» Texte fourni:
---------------
Spoon River, publié aux Etats-Unis une première fois en 1915 sous pseudonyme avant une édition finale en 1924 sous son vrai nom d’auteur, est un long poem dans la grande tradition américaine. On y lit les prises de paroles des morts enterrés dans le cimetière du village imaginaire de Spoon River. Souvenirs d’enfance, rancœurs, récits du décès, aveux d’une faute, regrets, bilan d’une vie, de chaque tombe, Edgar Lee Masters fait s’élever brièvement, l’une après l’autre, une voix différente en en précédant les dires de la seule mention de son nom.
Conrad Siever.
Pas dans ce jardin désolé
où les chairs se transforment en herbe
qui ne nourrit aucun troupeau, et en arbustes
toujours verts
qui ne donnent aucun fruit –
le long des sentiers ombragés
on perçoit de vains soupirs,
et des rêves plus vains encore
de communion avec les morts –
mais là, sous le pommier
que j’ai aimé et soigné et taillé
de mes mains noueuses
pendant de longues, longues années;
là, sous les racine de ce pommier d’hiver,
prendre part au cycle de la vie,
dans la terre et dans la chair de l’arbre,
et dans les vivantes épitaphes
de pommes plus rouges encore!
---------------
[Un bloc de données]

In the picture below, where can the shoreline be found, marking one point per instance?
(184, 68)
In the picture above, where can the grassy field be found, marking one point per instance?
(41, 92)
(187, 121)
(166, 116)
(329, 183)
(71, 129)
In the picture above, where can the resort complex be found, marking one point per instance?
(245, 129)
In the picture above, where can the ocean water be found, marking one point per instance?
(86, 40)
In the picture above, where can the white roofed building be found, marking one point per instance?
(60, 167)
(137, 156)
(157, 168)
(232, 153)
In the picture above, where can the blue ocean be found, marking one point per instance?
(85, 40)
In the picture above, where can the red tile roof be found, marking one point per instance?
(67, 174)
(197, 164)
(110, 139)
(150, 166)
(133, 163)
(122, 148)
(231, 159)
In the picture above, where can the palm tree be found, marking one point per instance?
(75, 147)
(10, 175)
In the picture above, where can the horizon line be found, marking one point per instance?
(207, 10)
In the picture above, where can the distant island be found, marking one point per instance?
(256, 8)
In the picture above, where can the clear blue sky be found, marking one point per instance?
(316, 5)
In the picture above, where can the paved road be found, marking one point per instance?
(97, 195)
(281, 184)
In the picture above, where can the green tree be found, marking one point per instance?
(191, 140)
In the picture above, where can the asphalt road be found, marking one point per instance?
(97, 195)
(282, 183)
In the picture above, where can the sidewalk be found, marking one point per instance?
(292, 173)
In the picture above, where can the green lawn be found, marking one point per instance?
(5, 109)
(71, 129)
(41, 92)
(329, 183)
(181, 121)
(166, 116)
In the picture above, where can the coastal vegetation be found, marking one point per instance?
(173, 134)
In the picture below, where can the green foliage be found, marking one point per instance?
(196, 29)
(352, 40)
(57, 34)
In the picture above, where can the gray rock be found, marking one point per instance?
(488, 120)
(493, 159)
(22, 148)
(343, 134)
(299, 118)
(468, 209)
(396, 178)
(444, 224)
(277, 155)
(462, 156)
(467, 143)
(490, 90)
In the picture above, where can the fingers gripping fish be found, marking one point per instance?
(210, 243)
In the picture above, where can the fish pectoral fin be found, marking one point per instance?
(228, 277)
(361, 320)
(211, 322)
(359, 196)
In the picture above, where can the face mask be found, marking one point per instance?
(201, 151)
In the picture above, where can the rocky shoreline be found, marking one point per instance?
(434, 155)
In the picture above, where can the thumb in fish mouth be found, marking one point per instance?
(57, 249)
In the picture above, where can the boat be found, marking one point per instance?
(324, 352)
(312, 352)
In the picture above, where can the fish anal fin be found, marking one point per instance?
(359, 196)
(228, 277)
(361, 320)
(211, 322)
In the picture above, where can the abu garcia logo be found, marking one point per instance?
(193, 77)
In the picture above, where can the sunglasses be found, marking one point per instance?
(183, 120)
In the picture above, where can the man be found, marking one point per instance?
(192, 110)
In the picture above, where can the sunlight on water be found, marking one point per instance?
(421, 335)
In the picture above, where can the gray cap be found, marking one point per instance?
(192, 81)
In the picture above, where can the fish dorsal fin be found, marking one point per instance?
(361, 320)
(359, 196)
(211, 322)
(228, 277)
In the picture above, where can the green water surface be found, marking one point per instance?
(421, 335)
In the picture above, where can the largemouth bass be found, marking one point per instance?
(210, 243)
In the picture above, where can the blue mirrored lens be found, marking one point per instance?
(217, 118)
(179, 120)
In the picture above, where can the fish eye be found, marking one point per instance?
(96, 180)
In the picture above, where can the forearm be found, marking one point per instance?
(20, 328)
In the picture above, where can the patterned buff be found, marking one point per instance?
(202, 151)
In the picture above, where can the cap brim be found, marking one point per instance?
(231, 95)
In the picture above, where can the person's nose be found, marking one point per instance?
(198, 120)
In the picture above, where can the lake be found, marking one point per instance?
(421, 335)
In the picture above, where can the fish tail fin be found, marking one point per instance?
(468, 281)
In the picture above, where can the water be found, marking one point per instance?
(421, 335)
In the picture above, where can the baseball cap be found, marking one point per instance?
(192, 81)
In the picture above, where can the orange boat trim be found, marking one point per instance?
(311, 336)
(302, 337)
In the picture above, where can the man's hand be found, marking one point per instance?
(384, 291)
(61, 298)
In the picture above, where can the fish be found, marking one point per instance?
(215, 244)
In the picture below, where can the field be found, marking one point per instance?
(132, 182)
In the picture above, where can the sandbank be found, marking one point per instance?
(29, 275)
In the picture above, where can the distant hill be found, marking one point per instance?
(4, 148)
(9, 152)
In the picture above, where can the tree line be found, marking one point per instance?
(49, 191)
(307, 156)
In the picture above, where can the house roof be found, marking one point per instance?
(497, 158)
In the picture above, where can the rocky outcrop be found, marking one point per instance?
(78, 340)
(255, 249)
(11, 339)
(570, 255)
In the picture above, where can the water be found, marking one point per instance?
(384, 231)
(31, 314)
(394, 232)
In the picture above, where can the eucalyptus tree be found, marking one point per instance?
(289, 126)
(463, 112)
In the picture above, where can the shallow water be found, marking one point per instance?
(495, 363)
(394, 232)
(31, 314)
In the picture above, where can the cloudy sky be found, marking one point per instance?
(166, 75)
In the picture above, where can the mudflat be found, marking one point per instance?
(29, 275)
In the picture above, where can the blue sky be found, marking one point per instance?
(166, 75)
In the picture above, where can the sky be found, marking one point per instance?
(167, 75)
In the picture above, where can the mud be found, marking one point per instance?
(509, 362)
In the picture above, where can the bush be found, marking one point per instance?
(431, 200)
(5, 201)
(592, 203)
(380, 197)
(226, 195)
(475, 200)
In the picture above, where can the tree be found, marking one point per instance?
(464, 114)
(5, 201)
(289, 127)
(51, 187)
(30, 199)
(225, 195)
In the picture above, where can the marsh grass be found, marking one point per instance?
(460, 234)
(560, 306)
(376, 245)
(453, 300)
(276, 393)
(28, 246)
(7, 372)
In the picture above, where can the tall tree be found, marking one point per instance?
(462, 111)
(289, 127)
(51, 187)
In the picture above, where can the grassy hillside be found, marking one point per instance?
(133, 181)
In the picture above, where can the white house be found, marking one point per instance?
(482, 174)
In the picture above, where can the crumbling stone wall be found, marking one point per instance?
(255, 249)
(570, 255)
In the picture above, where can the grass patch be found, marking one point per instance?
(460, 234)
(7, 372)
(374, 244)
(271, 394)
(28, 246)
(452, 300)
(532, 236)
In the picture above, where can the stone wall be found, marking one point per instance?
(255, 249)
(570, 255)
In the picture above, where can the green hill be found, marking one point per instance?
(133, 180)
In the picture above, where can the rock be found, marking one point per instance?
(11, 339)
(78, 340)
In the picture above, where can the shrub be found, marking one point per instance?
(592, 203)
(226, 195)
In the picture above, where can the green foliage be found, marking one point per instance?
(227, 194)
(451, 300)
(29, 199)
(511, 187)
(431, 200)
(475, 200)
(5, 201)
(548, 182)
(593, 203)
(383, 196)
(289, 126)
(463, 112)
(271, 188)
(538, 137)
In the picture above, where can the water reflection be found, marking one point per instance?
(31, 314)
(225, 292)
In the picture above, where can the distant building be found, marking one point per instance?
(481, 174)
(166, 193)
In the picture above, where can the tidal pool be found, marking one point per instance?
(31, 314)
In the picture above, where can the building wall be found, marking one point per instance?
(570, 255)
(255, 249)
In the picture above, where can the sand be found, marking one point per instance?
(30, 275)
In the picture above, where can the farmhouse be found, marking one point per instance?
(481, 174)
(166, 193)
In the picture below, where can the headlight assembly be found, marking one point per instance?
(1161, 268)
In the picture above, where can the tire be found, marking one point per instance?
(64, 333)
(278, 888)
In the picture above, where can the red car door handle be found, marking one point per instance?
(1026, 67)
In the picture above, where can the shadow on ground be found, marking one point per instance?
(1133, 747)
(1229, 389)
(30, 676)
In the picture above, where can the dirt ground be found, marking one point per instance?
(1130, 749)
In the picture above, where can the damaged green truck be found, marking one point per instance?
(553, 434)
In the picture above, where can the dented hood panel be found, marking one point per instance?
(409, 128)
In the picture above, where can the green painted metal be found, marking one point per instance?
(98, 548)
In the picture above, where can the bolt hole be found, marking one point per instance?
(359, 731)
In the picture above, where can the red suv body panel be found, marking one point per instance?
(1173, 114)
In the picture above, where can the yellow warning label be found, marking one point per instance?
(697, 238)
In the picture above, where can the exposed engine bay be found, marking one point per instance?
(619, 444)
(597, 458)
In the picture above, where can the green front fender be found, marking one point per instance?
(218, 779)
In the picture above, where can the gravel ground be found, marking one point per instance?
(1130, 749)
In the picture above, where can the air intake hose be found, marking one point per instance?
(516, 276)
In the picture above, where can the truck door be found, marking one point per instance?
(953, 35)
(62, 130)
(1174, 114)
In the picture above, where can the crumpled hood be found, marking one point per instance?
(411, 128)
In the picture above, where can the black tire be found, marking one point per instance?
---------------
» Consigne:
D'après le texte sur Spoon River, en quelle année l'édition finale de l'œuvre a-t-elle paru ?

» Réponse:
En 1924.